[EXERCISES]
(A) Answer these questions from the transcription tools survey, one answer per line:
(i) What kind of institutions have historically retained field notebooks and diaries?
(ii) What do digitized collections still require users to sift through?
(iii) Who does the survey hope will enter?
(B) Go on writing the transcription tools survey from its last line.

[TEXT TO READ]
__________
Transcription Tools: a survey

Field notebooks and diaries have historically been retained by natural history institutions as reference files for museum specimen and associated collecting events. More recently, however, researchers have begun to uncover vast historical data sets as part of their scholarship in scientific taxonomy, species distribution and occurrences, climate change studies, and history of science. Field notebooks contain significant information related to scientific discovery and are rich sources for data that describes biodiversity across space and time. They enhance our understanding of field expeditions by narrating meteorological events, documenting personal observations and emotional perspectives, illustrating habitats and specimen, and recording dates and locations. Unfortunately much of this information is almost totally inaccessible. Even digitized collections require users to sift through hundreds or thousands of images and take highly detailed notes to extract their content.

Enter (hopefully) Citizen Scientists!
__________
[RECORD EXTRACTS]

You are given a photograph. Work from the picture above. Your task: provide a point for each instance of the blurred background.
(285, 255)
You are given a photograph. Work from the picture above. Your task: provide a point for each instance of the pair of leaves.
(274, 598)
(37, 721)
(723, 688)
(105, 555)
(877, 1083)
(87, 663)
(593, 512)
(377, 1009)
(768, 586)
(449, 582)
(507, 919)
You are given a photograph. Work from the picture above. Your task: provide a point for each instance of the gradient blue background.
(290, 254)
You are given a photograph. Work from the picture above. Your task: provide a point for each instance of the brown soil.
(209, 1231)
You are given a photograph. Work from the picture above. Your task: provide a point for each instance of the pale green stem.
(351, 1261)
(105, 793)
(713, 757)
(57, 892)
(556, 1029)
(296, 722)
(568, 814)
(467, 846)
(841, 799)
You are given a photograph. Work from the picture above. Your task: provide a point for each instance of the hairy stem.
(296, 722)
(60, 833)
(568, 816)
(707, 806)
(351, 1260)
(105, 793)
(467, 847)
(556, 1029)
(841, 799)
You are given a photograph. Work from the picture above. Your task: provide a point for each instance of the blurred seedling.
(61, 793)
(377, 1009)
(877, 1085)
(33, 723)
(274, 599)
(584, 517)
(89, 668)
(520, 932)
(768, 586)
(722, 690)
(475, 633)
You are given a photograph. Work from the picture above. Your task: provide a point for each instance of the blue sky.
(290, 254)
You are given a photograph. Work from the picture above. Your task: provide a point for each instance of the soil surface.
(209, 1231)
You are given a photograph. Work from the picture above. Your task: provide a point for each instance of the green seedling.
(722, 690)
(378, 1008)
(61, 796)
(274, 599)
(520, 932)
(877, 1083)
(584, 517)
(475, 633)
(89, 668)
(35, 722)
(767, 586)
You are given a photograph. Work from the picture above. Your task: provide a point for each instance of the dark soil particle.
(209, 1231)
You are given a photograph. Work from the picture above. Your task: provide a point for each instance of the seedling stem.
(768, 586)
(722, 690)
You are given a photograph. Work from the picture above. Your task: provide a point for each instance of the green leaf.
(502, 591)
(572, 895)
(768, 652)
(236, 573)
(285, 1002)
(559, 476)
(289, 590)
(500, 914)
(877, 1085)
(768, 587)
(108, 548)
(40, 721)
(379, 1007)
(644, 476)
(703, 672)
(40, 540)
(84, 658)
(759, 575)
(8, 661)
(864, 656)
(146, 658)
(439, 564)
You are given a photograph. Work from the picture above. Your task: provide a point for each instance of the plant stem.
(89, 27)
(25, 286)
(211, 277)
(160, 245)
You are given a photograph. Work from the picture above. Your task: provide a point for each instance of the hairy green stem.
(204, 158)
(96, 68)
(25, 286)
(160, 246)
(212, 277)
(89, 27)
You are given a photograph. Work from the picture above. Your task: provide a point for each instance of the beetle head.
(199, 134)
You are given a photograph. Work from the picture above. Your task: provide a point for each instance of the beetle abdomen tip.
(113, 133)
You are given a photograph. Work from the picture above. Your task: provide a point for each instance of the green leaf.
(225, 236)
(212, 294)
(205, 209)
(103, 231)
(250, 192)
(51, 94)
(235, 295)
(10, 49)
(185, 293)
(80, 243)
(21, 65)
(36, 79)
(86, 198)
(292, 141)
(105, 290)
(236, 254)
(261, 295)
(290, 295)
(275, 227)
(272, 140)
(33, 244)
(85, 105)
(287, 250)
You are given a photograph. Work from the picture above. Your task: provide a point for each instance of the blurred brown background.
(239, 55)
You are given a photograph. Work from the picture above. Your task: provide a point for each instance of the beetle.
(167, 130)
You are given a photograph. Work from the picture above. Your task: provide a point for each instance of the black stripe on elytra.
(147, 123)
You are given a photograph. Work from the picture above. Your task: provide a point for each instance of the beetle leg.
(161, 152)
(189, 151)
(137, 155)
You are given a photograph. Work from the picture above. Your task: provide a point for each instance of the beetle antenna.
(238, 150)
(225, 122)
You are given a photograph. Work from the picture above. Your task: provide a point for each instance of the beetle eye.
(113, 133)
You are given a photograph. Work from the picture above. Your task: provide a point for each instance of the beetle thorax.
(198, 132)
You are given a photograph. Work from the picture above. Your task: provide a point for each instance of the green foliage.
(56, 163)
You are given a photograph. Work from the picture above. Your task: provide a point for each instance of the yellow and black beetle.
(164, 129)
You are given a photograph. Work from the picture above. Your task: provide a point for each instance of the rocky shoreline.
__________
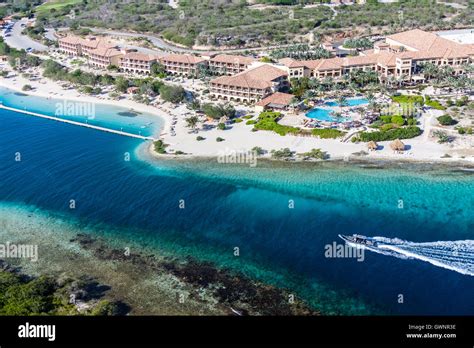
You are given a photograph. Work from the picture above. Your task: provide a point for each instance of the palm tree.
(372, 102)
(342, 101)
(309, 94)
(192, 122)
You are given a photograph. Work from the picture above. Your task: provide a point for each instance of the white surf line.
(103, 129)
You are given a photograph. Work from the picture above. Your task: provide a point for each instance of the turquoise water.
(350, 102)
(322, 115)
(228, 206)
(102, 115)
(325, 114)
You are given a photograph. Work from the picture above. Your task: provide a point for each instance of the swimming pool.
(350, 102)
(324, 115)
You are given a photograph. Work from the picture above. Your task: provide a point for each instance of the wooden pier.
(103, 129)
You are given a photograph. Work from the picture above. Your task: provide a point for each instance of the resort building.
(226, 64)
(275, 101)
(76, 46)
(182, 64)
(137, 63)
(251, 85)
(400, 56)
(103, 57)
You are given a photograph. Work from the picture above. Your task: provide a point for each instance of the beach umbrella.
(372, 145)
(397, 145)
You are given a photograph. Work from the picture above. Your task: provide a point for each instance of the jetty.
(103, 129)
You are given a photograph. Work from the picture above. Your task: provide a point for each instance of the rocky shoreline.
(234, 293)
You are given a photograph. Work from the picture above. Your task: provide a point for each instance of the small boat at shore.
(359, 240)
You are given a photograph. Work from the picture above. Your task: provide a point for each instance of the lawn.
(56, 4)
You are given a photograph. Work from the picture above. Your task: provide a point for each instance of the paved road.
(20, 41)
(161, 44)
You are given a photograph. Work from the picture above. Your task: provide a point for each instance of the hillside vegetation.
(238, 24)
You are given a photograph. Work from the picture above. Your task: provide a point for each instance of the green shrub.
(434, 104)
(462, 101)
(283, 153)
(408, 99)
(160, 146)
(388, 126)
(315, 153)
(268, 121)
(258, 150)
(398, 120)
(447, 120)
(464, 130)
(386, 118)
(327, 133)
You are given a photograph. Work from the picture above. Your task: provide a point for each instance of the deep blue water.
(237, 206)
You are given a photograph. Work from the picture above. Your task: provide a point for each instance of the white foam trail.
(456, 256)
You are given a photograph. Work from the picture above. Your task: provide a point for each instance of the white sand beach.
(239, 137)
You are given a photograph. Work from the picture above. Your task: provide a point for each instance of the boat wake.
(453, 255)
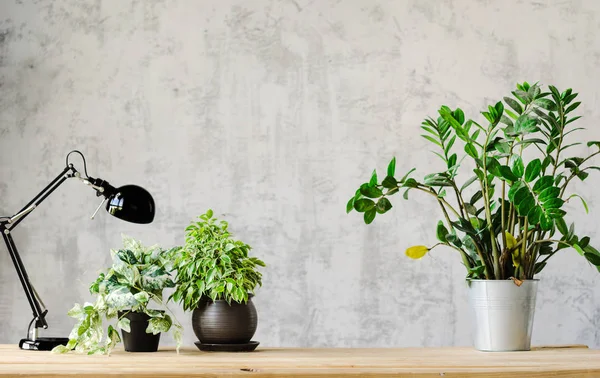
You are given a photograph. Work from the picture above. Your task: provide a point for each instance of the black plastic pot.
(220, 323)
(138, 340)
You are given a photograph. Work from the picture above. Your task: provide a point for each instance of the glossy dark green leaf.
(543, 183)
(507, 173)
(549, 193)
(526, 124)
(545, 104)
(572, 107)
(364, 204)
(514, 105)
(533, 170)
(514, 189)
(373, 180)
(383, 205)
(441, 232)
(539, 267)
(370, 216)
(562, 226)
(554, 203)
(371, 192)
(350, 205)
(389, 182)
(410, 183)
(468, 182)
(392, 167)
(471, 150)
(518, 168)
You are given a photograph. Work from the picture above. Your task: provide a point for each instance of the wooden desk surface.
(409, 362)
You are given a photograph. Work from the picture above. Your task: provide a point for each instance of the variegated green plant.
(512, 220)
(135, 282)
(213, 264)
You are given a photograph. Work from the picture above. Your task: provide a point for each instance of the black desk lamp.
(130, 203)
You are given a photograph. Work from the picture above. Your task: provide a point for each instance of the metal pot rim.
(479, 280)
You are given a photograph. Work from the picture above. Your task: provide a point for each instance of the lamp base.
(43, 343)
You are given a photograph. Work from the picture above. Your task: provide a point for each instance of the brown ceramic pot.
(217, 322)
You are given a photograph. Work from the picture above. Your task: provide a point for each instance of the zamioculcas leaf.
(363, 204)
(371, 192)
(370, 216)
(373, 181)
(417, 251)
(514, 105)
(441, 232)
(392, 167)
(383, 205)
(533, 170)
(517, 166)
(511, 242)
__________
[RESPONSE LIST]
(A)
(i) Natural history institutions.
(ii) Hundreds or thousands of images.
(iii) Citizen Scientists.

(B)
By crowdsourcing the collection of this information and parsing it into sets of structured data, BHL users will be able to engage in qualitative analyses of scientists’ narratives as well as quantitative research across ranges of dates and geographical regions. Full text transcriptions will allow us to index and provide keyword searching to collections, and pulling facets out of this unstructured data will help make the access more meaningful and useable.The ultimate goal is for BHL to integrate taxon names, geographic locations, dates, scientists, and other types of observation and identification information with the published and manuscript items across BHL. By attaching this historical metadata to catalog records of published literature and archival collections, BHL will be able to provide a more complete picture of a given ecosystem at a given time.

To this end one of my first tasks when I arrived at MCZ was to familiarize myself with the current landscape of tools for building crowdsourcing, citizen science, and manuscript transcription projects. While there are several successful designs and models, in order to focus my scope I concentrated on those that met the following criteria:

  • Built or updated within the last three years. Granted there are some important lessons to be learned from some of the older projects, but I need some current references.
  • Use tools that are free or open source. BHL is committed to providing open access to biodiversity literature, and a good way to honor that is to focus on projects that share similar values. 
  • Have an existing volunteer base. While there is a high probability that this project will be used for outreach with BHL users, it is prudent to engage with dedicated volunteers that are already interested in and experts at transcription and citizen science.

I did not require that tools support specific markup or encoding for a few reasons:

  1. Projects generally ask volunteers to either transcribe documents or pull out structured data from them. While we might like to ask for both, there does not seem to be a sustainable model for this quite yet.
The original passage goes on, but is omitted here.